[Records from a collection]
#####
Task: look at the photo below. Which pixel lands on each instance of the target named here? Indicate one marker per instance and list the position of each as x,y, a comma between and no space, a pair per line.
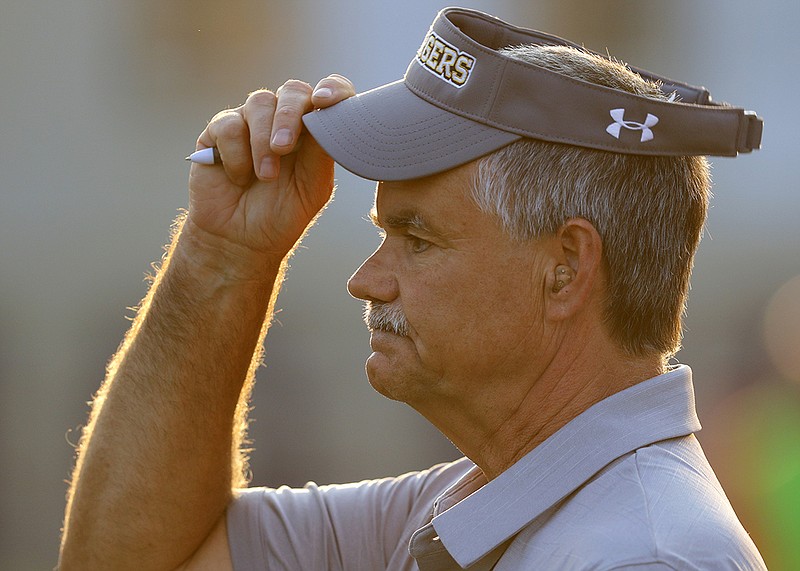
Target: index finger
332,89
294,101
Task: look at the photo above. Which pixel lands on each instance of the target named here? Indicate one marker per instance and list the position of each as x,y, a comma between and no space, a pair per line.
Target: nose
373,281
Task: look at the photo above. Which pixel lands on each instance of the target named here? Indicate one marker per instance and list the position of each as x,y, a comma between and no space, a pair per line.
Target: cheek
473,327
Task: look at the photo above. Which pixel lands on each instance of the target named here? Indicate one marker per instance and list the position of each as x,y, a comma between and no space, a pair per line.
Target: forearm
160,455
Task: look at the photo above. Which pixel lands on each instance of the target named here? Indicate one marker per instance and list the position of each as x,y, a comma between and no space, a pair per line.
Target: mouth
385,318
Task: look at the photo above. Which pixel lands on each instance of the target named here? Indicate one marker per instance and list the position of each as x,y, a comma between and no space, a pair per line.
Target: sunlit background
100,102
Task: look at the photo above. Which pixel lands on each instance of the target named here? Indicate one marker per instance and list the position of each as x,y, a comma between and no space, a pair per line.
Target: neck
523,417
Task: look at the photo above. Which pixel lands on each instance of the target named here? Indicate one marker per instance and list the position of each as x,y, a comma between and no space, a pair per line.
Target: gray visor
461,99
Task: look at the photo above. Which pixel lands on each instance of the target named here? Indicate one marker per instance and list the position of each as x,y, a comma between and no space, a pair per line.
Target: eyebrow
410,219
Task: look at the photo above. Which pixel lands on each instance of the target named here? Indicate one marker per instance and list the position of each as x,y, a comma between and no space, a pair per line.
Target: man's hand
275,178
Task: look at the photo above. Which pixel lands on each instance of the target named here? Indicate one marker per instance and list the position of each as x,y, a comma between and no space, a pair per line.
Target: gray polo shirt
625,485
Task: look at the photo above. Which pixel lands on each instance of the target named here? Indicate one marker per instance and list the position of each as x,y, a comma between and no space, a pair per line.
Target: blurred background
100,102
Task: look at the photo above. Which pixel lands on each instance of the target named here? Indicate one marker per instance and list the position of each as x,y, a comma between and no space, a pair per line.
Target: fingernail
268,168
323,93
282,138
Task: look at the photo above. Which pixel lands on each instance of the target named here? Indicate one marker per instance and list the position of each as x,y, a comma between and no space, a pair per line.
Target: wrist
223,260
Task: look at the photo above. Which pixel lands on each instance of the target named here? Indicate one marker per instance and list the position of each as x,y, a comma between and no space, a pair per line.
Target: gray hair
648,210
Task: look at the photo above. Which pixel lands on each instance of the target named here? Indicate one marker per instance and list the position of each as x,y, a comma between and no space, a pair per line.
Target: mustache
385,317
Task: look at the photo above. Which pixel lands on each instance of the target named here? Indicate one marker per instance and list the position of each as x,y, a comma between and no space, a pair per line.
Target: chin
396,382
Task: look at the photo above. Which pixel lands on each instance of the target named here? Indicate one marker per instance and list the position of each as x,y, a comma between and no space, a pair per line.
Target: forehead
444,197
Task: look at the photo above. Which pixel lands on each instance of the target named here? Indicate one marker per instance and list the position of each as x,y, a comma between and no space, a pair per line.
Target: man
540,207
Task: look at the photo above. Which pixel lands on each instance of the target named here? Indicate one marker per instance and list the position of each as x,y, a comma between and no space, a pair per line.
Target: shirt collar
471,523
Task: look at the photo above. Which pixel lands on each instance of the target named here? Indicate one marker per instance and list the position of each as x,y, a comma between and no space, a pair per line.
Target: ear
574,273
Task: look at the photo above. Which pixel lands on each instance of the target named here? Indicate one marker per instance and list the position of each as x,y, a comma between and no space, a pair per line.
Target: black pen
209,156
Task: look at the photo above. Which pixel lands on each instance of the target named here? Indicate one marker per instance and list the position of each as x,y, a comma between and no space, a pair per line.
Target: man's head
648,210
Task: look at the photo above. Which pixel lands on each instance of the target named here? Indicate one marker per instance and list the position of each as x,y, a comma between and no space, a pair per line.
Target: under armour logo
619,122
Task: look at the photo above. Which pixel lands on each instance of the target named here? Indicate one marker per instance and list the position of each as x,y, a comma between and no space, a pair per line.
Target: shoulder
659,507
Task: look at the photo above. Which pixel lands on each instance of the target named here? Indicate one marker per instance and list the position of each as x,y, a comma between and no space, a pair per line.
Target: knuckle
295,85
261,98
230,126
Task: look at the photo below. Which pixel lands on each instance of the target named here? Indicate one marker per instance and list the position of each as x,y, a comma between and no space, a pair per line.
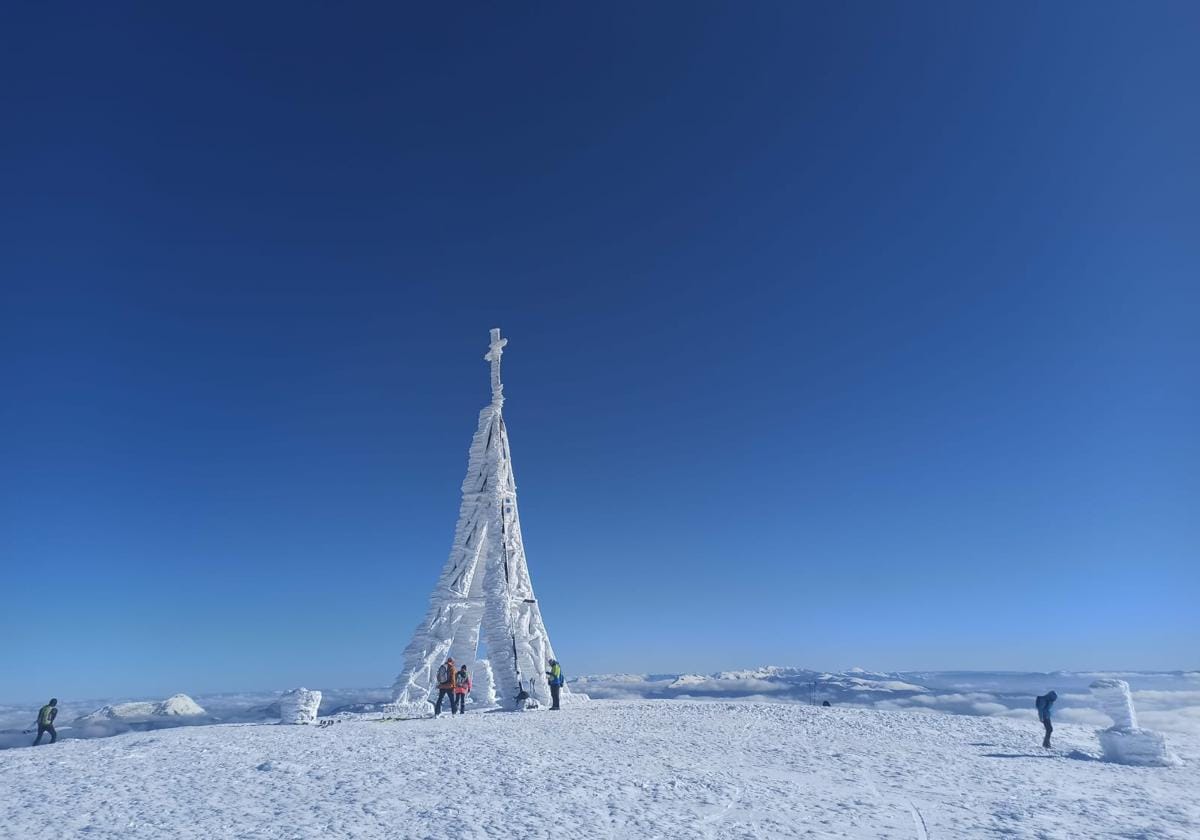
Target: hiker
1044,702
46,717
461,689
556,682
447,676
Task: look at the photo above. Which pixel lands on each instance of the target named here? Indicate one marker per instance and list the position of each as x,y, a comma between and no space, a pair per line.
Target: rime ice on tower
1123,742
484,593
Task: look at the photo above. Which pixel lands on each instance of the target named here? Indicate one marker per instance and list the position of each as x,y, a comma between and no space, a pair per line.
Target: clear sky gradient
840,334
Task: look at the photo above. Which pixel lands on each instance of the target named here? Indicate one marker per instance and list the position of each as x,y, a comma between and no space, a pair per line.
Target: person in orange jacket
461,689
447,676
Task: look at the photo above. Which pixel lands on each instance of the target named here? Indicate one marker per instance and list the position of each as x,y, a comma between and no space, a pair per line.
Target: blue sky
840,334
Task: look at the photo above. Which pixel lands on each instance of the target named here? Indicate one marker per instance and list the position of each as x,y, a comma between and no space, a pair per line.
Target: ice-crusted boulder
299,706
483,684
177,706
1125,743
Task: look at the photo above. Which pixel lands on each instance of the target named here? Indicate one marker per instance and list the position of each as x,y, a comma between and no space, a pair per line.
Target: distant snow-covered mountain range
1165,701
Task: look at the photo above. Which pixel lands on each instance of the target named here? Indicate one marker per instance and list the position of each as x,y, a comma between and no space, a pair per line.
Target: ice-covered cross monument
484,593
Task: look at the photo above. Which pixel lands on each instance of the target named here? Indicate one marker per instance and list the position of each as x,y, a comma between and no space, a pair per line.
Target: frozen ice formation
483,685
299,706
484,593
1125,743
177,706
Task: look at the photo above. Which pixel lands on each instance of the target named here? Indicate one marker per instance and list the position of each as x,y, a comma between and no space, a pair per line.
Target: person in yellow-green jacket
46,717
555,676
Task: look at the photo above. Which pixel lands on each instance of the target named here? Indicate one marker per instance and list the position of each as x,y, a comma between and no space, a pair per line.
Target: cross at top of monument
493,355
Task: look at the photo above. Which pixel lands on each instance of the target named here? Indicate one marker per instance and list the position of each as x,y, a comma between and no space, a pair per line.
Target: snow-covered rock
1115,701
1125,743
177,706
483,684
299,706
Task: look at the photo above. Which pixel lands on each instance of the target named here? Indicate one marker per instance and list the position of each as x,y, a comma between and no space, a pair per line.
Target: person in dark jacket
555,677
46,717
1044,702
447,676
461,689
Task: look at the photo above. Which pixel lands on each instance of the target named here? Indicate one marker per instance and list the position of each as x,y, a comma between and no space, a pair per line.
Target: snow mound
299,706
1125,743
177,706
#####
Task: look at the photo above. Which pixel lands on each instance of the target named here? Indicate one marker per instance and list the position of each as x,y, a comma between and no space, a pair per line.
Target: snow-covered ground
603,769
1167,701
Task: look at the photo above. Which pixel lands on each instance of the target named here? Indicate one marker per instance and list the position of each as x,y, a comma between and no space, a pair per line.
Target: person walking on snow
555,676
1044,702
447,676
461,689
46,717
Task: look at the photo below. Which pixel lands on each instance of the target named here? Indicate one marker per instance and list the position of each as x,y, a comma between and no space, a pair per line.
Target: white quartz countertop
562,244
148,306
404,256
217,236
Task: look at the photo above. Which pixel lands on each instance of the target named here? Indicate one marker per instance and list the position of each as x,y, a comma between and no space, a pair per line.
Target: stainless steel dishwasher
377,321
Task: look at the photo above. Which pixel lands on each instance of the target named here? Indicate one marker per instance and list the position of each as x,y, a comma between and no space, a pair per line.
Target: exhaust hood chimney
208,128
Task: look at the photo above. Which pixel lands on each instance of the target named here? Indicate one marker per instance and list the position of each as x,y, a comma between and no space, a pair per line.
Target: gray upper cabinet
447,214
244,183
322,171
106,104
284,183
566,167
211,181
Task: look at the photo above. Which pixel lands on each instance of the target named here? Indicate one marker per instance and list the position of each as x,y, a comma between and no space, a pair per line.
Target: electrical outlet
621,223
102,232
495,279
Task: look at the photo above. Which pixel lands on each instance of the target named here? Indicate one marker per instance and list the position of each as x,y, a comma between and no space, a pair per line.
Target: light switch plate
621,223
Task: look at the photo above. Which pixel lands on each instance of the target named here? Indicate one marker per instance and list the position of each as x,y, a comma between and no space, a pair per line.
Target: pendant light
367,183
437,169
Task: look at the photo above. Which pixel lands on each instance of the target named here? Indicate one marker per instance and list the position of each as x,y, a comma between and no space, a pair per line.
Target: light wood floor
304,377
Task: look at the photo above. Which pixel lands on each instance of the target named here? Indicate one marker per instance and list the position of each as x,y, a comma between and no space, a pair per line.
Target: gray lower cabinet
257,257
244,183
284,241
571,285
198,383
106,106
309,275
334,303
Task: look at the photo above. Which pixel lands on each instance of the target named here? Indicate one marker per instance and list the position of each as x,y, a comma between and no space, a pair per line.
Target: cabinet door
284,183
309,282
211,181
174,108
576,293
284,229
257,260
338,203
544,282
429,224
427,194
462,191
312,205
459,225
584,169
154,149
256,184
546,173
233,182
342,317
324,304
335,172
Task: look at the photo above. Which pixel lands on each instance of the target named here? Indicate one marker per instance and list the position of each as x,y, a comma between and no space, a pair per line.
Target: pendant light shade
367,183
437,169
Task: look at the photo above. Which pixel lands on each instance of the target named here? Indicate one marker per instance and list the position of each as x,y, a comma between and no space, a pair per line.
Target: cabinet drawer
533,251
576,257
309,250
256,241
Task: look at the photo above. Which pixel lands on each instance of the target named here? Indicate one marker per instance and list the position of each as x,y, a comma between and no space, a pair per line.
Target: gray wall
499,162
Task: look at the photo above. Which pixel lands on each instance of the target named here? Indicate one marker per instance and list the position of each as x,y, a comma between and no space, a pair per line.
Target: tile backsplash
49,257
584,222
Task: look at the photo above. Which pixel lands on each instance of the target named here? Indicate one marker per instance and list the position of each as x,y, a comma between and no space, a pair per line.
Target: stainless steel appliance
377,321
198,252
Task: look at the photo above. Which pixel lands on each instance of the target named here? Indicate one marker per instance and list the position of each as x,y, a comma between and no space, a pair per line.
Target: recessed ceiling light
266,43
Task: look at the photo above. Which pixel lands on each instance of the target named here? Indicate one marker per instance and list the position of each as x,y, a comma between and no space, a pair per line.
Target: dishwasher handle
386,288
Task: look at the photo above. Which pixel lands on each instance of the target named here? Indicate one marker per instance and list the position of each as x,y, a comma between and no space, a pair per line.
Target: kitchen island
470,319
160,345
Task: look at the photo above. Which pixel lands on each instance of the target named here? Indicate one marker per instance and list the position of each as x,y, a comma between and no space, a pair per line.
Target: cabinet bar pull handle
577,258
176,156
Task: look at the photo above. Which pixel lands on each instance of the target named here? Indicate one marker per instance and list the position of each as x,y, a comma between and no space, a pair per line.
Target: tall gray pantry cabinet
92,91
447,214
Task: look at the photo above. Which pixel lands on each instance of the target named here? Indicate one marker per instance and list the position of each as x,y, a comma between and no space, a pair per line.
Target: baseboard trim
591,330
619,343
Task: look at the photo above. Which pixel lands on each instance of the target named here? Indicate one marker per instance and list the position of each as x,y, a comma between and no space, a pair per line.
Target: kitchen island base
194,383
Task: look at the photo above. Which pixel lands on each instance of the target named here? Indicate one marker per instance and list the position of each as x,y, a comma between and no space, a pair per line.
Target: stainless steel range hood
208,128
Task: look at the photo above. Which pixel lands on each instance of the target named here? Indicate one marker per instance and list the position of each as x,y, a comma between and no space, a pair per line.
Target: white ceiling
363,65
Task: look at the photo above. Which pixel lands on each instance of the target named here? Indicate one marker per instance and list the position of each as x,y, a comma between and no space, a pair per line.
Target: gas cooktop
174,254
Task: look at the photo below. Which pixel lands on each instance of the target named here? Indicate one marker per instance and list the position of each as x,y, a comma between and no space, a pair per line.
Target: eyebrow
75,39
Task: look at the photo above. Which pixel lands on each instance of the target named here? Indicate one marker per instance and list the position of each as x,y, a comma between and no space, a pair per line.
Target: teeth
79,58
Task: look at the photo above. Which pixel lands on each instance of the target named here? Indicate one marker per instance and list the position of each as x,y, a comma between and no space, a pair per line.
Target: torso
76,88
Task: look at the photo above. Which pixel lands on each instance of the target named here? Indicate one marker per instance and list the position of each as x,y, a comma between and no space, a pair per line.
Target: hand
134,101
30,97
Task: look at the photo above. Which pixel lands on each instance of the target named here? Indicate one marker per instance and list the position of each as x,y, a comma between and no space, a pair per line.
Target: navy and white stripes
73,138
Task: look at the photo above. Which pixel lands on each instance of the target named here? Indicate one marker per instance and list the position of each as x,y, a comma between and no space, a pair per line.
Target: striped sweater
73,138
#####
Written exercise: Count the lines in the material that contain the string "steel". Reply with the number alone.

Response to the exercise: 3